(Input begins)

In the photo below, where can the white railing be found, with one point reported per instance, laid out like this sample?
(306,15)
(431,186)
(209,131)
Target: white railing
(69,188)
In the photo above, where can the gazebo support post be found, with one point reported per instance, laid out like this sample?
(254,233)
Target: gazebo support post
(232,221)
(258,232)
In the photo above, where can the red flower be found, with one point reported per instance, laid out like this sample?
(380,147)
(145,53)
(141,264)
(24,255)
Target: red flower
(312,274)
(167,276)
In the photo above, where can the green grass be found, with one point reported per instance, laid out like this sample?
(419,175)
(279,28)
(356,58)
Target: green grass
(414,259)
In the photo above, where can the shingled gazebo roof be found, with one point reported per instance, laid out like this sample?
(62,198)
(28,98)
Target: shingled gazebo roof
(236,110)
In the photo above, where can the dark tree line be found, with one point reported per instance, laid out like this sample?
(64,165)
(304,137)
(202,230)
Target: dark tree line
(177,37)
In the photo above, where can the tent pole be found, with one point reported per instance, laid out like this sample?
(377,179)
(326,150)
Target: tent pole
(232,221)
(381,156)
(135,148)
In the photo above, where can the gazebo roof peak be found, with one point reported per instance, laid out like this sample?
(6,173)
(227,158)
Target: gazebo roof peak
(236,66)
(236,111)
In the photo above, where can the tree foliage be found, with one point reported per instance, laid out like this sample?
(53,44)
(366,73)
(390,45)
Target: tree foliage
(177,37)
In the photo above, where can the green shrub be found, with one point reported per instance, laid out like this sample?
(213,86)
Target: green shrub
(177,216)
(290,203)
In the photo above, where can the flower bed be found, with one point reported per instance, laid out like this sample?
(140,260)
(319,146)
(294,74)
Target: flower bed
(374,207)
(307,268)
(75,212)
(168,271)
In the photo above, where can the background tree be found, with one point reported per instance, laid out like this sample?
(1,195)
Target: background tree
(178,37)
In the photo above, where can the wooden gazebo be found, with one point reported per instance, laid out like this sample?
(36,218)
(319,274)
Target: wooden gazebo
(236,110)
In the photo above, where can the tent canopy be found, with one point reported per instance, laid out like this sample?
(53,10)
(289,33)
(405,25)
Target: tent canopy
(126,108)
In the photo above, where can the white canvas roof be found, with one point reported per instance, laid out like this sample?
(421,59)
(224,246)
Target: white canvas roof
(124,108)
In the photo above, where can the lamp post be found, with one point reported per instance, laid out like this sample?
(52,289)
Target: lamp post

(Input ends)

What needs to be done
Please write out the records above once more, exactly and completely.

Exercise answer
In the photo below, where can the white railing be found, with one point reported per instance, laid out like this sample?
(306,15)
(431,186)
(209,131)
Target: white railing
(69,188)
In the photo above, where can the gazebo support post be found, with one point reported per instance, laid out like this sample?
(254,233)
Target: gazebo support post
(232,221)
(258,232)
In the photo above, where can the red flower be found, with one point reported per instance, laid out like this sample?
(380,147)
(145,53)
(141,264)
(24,255)
Target: red flower
(312,274)
(167,276)
In the photo above, where can the green grass be found, with one point reported per instance, laid out like this sample?
(419,175)
(279,28)
(356,58)
Target: green grass
(414,259)
In the photo above, where can the shingled gazebo roof be found, with one point reported per instance, laid out like this sample?
(62,198)
(28,98)
Target: shingled gazebo roof
(236,110)
In the photo above, where can the dark tree line be found, with one point reported per instance, laid out like this sample?
(64,165)
(304,137)
(202,230)
Target: dark tree line
(177,37)
In the photo above, where can the tent pole be found, with one point reported per instance, laid out like this sample?
(377,179)
(326,150)
Target: tent pole
(232,221)
(381,156)
(135,148)
In the photo above, where can the gazebo roof peak be found, with one point reported per instance, laid out like this sample?
(6,173)
(227,158)
Target: gazebo roof peak
(236,66)
(236,111)
In the photo above, where can the tree foliage be found, with one point reported per instance, laid out like this sample?
(53,44)
(366,73)
(390,45)
Target: tree foliage
(177,37)
In the photo above, where can the green shrub be found, with one point reported per instance, laid out like this sample?
(213,86)
Target: green shrub
(177,216)
(290,203)
In the photo above, where can the flower bed be found, with one point reported per instance, laid out like this sample?
(140,260)
(319,146)
(294,74)
Target: flower bed
(374,207)
(307,268)
(75,212)
(168,271)
In the photo above, where can the background tree be found, with one point reported per instance, laid out like this sample?
(1,195)
Target: background tree
(178,37)
In the photo above, where can the wooden gazebo be found, with one point reported per instance, laid out like this sample?
(36,218)
(319,274)
Target: wooden gazebo
(236,110)
In the photo above, where can the tent canopy be found, with one point reported per instance, laid out like this sample?
(53,10)
(289,33)
(405,25)
Target: tent canopy
(126,108)
In the photo above, where can the white canvas roof be found, with one point reported per instance, laid out like this sample?
(421,59)
(224,246)
Target: white canvas roof
(124,108)
In the photo above, where can the lamp post be found, with one point reported per instance, laid out like this sample?
(52,289)
Target: lamp post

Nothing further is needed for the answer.